— start of Source passage —

Upgrading now provides me with nothing I need or will likely to for the next several years... if ever... like I alluded to, you have no idea what I need.

It was a legitimate question and remains so... not everyone's wants and needs are the same and sometimes when prodded perceived needs are actually only wants.

And yeah you're right sometimes you simply need to smile and nod with some people.... 

I can tell you what I don't need in this holiday season is some uhmm, I'm biting my tongue and going to be polite... some presumptuous person calling me a smartass thinking that the person they are speaking to is an idiot.


----------



## i-rui (Sep 13, 2006)

screature said:


> I know Adobes licensing regime going forward and their desire to "lure" me in now in their time of need... I'm not biting.


so why exactly did you say this to my response ?



screature said:


> That is a presumption on your part... (or is it)...


i can certainly see why people would think you were unaware...



screature said:


> Upgrading now provides me with nothing I need or will likely to for the next several years... if ever... like I alluded to, you have no idea what I need.


fair enough. that's perfectly valid, and as long as someone is aware (and ok with) the fact that their upgrade path becomes a dead end if they're not 1 version (post cs6) behind the latest offering it could be the right move. it's a matter of weighing the upgrade costs every 12-24 months vs the likelihood of needing a future version and paying full pop.

I'm hoping that adobe will offer the same deal as the last update, in that anyone who buys/upgrades to the latest version in the time between the announcement to the release date of the newest offering will get a free upgrade to the new version when it's released.

Just a small way to stretch out the upgrade timeline for some people (although they'll most likely miss out on the 20% off discount currently offered)


----------



## groovetube (Jan 2, 2003)

screature said:


> gt... Who's being the smartass... hmm... And to you both you seem to think you understand my needs, hate to tell ya you don't....

— end of Source passage —
— start of Available data —

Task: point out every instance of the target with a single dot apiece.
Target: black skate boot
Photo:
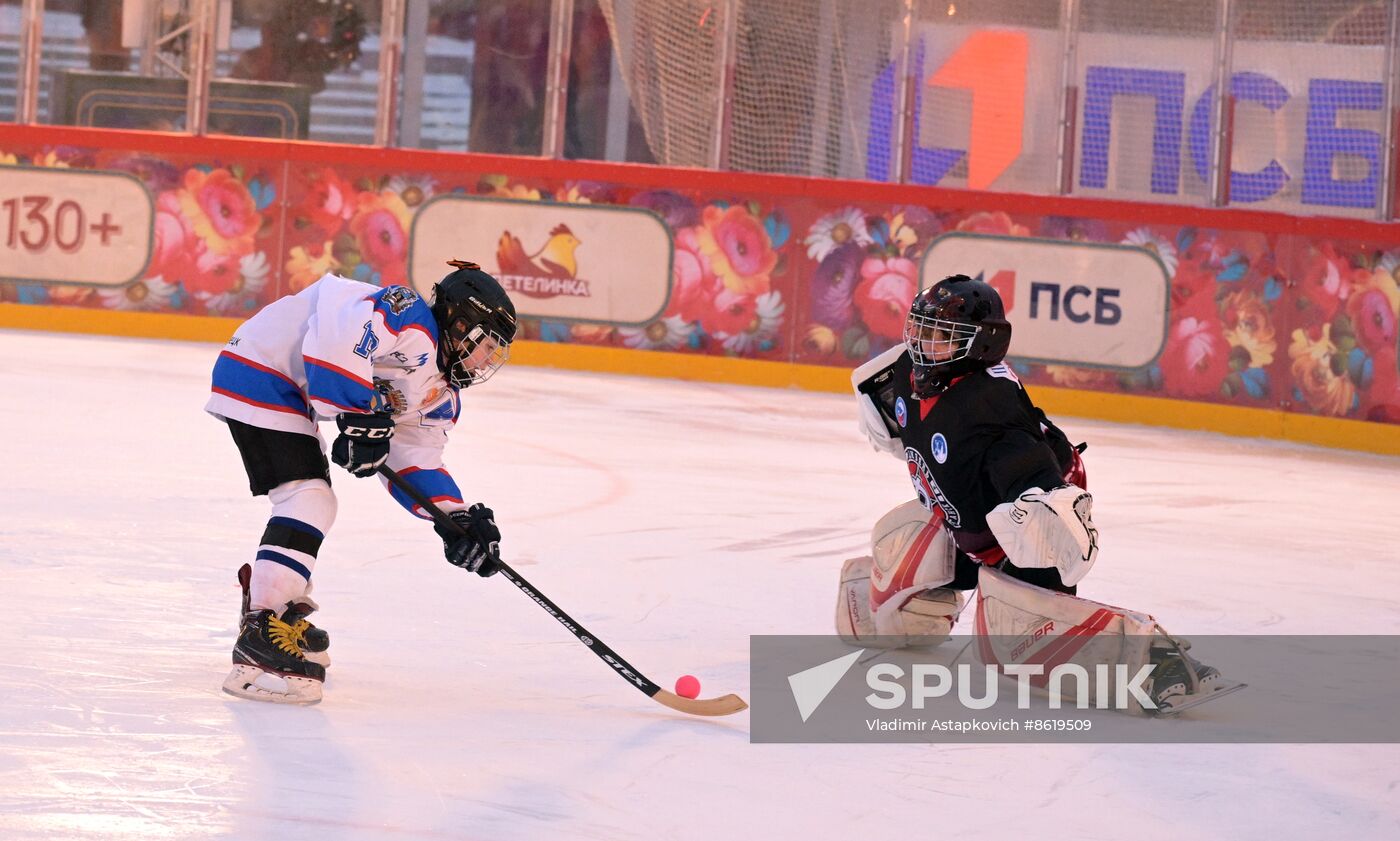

— end of Available data —

• The tasks:
**A)** In the Adobe upgrade thread, what discount is mentioned as currently offered?
**B)** Output everything in the Adobe upgrade thread from "I'm hoping that" down to "(Jan 2, 2003)".

• Solutions by task:
**A)** A 20% off discount.

**B)**
I'm hoping that adobe will offer the same deal as the last update, in that anyone who buys/upgrades to the latest version in the time between the announcement to the release date of the newest offering will get a free upgrade to the new version when it's released.

Just a small way to stretch out the upgrade timeline for some people (although they'll most likely miss out on the 20% off discount currently offered)


----------



## groovetube (Jan 2, 2003)